Work request:
Lines holding the string "like" are the ones to copy; find them all in the data.
========================================================================
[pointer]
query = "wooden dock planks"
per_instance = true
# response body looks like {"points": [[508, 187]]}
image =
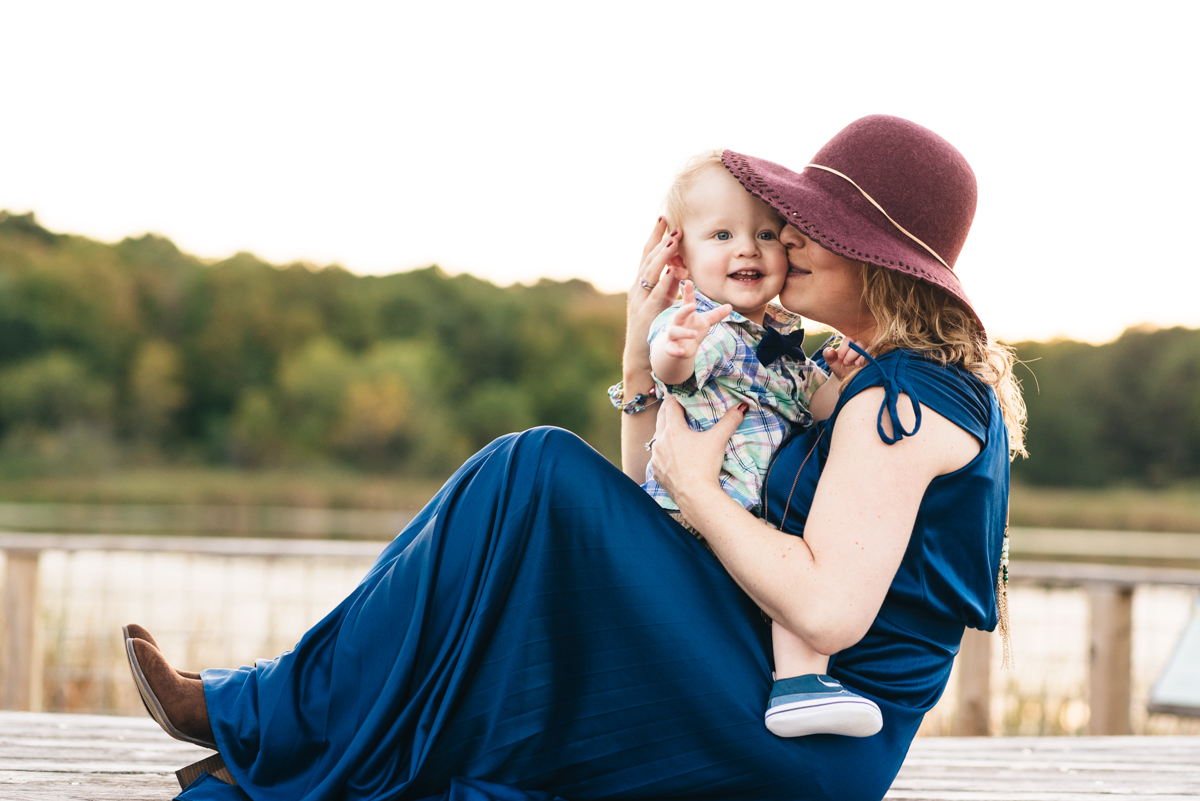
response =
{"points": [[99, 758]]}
========================================================================
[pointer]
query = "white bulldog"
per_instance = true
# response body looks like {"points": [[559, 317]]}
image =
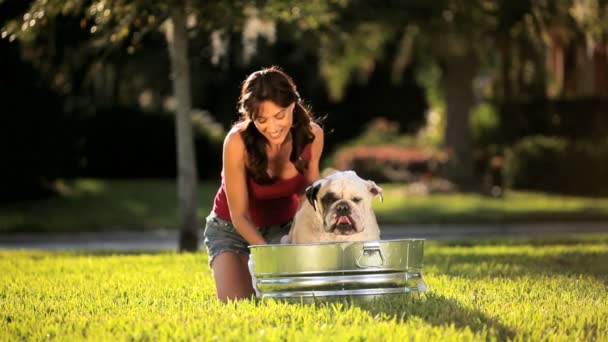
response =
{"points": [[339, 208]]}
========================================================================
Solution to this task:
# response body looks like {"points": [[508, 187]]}
# response body looks like {"points": [[559, 317]]}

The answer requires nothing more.